WHAT YOU ARE ASKED TO DO:
Using the listing below, report how many lines hold the word "wall", and nothing else.

LISTED ENTRIES:
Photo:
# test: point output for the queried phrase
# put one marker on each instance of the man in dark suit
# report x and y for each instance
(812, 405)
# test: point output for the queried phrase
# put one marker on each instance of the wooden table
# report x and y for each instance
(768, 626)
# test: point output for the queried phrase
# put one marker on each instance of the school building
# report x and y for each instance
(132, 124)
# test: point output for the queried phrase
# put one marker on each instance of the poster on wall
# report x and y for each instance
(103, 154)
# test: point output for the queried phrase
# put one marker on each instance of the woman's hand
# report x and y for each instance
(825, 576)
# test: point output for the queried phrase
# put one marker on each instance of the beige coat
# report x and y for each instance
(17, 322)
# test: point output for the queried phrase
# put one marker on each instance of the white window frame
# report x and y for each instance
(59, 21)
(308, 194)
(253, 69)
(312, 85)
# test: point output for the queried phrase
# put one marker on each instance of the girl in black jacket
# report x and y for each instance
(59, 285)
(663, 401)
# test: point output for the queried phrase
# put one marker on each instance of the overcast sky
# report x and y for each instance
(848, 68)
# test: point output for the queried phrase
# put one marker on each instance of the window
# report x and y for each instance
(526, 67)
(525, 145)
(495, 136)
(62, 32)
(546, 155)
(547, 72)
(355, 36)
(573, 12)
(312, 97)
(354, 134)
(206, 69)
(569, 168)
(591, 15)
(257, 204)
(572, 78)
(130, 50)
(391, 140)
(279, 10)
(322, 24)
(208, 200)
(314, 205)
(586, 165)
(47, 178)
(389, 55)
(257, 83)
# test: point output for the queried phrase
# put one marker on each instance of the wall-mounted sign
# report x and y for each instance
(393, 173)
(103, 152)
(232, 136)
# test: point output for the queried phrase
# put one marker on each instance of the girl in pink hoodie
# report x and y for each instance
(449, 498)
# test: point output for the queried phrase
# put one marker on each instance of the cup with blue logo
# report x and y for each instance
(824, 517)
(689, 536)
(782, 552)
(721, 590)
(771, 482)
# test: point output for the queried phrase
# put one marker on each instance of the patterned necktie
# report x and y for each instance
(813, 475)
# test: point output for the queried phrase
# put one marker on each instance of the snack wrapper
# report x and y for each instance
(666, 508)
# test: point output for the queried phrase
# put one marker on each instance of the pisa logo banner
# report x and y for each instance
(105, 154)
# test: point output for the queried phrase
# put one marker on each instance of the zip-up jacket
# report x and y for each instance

RESULT FOR THIS TASK:
2